Answer these questions from the report on the Okinawa landing:
(a) Which airfield did the Marines take?
(b) How many vessels were in the fleet that went close inshore?
(c) Who leads the Tenth Army?

GIVEN PASSAGE:
____
The veteran doughboys and marines met amazingly light resistance from the minute they landed yesterday at 8:30 A.M. They pushed up the steep slopes from the landing beaches with ease, although the shore was dominated by enemy guns on high ground.

Marines took the Yontan airfield at the northern end of the beachhead while Army troops captured the Katena airdrome in the southern area.

In his second communique on the operation Admiral Chester W. Nimitz at 9:30 A.M. today reported:

"United States forces on Okinawa advanced inland rapidly throughout the first day of the assault and by 18:00 (6 P.M.) on April 1 (East Longitude date), forward elements of the Twenty-fourth Army Corps and Marine Third Amphibious Corps had expanded in the beachhead to a three mile depth at several points. Enemy resistance continued to be light.

Warships Continue Attack

"Sporadic mortar and artillery fire fell on the beaches early in the day. The landing beaches were made secure against small-arms fire as our forces deepened their positions behind the beaches. Heavy units of the first continued to shell enemy installations on the island and carrier aircraft gave close support to the ground troops throughout the day. Four enemy planes attacking our surface forces were destroyed. Unloading of supplies on the beaches had begun."

The Admiral said that the British Task Force, commanded by Vice Admiral Sir Henry Bernard H. Rawlings and including battleships and cruisers, joined in the operation.

[Superfortresses bombed military works in the Tokyo area before dawn Monday in support of the Okinawa action.]

1,400 Vessels is Operation

Announcement of the invasion by Admiral Nimitz disclosed that we put ashore a very strong force with more than 1,500 naval aircraft of all types engaged in the fight. A fleet of 1,400 vessels, from battleships to landing ships, went close inshore to help in establishing the beachhead. The number of Japanese troops holding on the strategic island is estimated at from 60,000 to 80,000.

The landing was made by the Twenty-fourth Army Corps and the Marine Corps Third Amphibious Corps. The men stepped from their craft to the narrow sandy beach on the west coast of the island near the mouth of the Biahi River.

The attack is under the overall direction of Admiral Raymond A. Spruance, commander of the fifth fleet. The amphibious landing was in command of Vice Admiral Richmond Kelly Turner and the Tenth Army is led by Lieut. Gen. Simon Bolivar Buckner Jr., a descendant of a general in the Confederate Army.

Admiral Nimitz is reporting the invasion set a precedent by reading the communique; over the Navy radio to San Francisco. He spoke from the radio headquarters here at 10 P.M. last night and his voice was scheduled to have been picked up there by the four major broadcasting systems for a nation-wide relay.
____
DATASET CONTENT:
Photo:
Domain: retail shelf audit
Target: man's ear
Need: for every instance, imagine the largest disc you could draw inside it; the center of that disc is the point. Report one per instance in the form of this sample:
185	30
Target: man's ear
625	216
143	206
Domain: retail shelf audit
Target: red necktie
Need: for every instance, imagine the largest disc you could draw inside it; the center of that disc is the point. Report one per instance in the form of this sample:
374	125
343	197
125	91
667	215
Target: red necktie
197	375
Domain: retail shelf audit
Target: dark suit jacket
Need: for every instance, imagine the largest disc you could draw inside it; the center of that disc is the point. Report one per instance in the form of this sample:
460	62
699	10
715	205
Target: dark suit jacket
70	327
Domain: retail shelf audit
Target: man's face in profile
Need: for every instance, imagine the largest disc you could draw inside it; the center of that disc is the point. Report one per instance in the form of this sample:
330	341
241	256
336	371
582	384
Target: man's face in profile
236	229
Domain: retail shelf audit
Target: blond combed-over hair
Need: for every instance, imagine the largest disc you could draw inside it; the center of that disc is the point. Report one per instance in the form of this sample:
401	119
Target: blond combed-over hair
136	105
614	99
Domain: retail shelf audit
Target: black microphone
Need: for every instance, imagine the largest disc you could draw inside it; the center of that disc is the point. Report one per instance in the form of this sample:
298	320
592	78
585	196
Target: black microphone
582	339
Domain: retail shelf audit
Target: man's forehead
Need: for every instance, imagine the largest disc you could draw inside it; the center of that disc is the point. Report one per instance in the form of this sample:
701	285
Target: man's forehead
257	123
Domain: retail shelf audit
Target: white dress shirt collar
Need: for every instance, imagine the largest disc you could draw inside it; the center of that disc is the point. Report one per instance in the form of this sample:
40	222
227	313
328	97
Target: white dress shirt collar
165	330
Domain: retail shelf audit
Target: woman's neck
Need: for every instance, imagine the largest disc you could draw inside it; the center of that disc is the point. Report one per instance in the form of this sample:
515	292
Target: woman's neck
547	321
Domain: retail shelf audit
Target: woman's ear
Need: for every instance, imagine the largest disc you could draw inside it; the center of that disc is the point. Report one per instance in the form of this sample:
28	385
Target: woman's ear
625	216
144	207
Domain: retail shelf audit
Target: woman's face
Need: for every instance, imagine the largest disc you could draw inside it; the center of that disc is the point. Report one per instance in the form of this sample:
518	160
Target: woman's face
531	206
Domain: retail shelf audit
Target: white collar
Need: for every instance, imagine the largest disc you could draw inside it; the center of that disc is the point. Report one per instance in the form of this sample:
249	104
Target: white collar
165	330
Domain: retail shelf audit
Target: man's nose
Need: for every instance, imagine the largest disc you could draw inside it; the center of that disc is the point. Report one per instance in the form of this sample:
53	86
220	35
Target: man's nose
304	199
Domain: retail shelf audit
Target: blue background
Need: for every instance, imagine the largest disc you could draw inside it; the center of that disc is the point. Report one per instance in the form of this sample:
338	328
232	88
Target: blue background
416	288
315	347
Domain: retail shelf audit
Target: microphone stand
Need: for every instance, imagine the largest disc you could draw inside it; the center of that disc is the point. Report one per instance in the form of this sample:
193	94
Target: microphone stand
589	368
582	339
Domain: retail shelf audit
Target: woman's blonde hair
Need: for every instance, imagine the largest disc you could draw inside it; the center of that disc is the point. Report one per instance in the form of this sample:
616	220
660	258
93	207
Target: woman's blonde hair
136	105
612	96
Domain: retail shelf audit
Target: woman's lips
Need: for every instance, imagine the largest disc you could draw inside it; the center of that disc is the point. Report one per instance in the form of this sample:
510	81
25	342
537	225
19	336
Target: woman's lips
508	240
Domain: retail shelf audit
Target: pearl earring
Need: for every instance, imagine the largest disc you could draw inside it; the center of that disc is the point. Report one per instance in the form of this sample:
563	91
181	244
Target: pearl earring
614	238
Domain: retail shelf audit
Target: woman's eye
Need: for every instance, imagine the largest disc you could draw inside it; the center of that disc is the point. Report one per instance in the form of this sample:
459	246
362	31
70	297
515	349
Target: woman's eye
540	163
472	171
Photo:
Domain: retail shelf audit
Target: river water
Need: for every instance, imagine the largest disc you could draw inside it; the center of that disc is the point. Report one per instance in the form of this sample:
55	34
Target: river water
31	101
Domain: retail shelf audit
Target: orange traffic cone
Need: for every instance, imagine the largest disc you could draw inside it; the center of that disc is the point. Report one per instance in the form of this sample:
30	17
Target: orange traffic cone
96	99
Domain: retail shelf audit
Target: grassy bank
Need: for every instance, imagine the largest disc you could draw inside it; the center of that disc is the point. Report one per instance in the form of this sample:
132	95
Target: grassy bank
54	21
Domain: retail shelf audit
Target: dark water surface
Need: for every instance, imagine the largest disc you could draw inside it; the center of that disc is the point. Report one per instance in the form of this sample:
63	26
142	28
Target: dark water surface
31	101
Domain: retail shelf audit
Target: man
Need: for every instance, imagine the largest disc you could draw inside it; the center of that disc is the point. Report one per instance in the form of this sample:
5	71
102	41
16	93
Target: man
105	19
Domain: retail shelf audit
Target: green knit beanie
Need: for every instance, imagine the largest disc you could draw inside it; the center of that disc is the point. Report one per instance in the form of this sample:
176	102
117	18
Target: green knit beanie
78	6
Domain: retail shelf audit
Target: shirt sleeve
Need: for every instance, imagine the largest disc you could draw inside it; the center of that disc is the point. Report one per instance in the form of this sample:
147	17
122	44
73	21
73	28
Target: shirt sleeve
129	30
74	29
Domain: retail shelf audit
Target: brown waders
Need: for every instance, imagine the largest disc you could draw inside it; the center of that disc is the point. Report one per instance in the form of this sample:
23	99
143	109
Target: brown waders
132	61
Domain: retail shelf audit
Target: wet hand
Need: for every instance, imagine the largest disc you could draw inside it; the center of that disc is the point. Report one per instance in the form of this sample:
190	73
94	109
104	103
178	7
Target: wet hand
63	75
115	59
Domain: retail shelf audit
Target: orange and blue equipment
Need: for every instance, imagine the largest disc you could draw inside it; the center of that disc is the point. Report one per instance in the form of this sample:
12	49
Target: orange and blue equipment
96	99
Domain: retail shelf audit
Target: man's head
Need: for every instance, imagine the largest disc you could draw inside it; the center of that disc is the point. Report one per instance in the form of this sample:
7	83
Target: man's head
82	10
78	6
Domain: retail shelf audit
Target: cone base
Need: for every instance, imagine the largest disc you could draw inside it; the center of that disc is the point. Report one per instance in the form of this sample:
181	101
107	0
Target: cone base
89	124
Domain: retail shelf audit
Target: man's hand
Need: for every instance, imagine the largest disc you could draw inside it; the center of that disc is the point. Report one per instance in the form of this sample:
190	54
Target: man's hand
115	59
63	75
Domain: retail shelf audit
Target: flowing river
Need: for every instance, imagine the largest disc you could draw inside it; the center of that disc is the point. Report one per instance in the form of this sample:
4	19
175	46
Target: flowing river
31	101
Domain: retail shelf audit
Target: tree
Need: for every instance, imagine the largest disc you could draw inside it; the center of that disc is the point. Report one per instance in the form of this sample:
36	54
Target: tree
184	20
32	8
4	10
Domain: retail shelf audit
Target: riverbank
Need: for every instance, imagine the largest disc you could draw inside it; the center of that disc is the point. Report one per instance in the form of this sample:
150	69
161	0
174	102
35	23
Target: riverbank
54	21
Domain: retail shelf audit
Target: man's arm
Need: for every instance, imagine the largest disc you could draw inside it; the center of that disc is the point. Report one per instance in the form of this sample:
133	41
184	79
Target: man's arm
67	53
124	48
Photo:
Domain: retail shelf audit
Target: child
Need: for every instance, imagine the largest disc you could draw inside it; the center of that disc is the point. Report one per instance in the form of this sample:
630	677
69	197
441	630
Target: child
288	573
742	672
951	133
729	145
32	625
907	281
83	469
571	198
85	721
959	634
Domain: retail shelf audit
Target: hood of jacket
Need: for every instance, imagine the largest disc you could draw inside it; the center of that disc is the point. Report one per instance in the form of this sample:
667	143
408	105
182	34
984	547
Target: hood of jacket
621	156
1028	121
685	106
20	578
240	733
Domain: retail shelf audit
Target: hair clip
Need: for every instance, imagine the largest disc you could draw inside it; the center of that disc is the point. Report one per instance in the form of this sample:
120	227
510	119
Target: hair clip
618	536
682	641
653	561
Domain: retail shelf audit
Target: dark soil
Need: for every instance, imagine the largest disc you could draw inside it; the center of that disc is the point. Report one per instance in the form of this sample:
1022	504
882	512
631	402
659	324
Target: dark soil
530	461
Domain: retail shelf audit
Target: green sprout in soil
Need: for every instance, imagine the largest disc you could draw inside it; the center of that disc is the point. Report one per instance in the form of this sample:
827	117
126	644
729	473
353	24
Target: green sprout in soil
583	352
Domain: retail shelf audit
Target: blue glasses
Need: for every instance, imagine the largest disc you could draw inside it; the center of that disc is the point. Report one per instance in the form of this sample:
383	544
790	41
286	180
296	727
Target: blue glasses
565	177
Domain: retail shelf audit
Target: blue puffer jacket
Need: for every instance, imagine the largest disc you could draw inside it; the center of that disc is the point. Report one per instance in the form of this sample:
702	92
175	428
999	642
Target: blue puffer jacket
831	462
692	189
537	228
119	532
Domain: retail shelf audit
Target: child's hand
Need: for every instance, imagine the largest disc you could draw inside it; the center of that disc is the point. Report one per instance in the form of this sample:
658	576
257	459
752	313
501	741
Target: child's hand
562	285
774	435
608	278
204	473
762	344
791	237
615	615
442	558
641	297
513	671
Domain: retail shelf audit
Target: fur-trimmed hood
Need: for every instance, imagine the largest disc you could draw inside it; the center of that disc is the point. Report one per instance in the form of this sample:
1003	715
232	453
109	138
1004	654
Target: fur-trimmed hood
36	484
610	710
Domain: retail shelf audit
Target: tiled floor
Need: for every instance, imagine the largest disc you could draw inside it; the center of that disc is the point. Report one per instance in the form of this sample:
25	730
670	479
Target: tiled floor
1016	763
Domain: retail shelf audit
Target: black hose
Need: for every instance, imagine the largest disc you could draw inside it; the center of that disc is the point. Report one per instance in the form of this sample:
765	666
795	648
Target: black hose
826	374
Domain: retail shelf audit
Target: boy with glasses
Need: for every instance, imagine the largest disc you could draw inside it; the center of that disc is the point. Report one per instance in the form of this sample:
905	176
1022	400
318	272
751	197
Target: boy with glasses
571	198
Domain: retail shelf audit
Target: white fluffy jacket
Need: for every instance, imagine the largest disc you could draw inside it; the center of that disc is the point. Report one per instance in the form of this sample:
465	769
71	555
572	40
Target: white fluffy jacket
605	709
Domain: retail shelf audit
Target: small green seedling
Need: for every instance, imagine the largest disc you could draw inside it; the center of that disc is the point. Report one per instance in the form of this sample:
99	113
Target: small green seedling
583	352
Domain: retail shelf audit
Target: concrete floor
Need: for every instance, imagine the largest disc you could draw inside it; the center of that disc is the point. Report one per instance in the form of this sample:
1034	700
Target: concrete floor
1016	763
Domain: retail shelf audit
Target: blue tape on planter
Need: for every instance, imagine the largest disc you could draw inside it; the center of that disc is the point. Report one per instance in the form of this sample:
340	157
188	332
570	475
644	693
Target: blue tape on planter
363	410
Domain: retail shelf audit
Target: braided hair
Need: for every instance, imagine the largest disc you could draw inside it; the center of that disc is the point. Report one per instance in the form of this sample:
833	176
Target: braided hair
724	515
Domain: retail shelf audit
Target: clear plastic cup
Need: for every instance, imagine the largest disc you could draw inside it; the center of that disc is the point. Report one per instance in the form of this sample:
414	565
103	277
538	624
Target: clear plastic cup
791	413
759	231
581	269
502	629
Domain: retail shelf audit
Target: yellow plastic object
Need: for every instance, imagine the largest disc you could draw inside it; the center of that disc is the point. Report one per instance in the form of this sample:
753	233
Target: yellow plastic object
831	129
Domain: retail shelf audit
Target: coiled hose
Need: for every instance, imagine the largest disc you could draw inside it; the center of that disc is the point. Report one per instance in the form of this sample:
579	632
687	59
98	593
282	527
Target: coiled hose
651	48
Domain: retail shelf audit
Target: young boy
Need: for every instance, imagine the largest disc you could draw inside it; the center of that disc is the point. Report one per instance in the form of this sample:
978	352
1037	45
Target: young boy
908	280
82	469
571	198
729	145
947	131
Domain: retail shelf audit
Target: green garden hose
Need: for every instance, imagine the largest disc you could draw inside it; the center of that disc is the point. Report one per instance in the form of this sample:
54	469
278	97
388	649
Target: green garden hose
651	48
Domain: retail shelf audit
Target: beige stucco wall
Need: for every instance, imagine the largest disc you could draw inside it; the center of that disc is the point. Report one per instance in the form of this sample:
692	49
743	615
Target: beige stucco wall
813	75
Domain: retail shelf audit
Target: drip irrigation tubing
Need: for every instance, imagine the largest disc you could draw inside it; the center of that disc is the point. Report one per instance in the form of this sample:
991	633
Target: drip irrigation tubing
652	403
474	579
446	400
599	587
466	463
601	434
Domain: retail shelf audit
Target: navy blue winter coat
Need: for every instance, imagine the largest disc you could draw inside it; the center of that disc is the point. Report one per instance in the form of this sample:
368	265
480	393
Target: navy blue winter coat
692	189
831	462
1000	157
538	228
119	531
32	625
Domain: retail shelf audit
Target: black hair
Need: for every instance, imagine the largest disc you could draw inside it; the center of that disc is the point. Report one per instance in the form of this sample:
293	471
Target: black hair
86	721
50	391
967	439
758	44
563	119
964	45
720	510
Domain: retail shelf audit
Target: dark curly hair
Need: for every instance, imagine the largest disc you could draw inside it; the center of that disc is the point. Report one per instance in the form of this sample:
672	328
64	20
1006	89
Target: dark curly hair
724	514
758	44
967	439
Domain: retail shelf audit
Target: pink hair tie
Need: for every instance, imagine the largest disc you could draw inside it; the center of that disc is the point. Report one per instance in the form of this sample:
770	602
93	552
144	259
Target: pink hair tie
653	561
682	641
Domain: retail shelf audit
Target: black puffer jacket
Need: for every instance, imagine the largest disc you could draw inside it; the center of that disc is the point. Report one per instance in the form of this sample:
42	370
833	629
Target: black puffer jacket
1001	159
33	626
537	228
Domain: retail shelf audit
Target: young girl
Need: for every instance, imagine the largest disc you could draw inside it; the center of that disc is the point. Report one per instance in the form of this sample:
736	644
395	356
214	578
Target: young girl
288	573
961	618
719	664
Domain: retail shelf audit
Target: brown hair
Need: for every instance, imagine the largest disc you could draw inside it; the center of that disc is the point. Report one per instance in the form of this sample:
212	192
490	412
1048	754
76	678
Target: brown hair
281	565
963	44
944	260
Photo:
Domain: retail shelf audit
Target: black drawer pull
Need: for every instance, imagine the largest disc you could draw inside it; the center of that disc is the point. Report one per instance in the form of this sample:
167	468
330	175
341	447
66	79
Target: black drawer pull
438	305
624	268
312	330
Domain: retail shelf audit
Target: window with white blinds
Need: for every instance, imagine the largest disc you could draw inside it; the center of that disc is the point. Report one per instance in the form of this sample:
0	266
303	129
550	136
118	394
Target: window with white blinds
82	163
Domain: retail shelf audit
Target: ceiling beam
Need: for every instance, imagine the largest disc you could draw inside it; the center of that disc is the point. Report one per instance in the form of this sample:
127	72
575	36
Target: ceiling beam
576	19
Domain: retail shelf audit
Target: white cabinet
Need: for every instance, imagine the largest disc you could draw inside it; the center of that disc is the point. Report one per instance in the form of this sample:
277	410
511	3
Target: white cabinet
____
RESULT OF THIS TASK:
(a) The Yontan airfield
(b) 1,400
(c) Lieut. Gen. Simon Bolivar Buckner Jr.